# REQUIRED WORK
Go through the entries below, tally each line with the string "query", and give the final number by itself.

# RECORDS SUPPLIED
++++++

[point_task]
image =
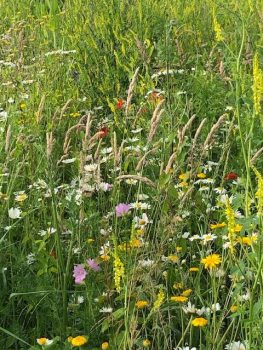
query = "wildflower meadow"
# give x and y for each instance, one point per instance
(131, 175)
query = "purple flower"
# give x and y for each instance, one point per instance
(93, 265)
(122, 209)
(79, 273)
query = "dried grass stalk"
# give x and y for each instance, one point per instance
(130, 91)
(181, 134)
(8, 138)
(64, 108)
(40, 109)
(197, 133)
(155, 120)
(50, 143)
(143, 158)
(213, 131)
(170, 162)
(138, 178)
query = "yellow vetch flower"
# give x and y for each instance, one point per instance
(21, 197)
(230, 214)
(218, 225)
(179, 298)
(211, 261)
(259, 193)
(199, 322)
(79, 340)
(141, 304)
(257, 84)
(42, 341)
(178, 285)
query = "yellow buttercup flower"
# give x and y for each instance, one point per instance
(211, 261)
(194, 269)
(141, 304)
(199, 322)
(218, 225)
(79, 340)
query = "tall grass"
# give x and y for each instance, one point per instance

++++++

# ANSWER TO THE EXERCISE
6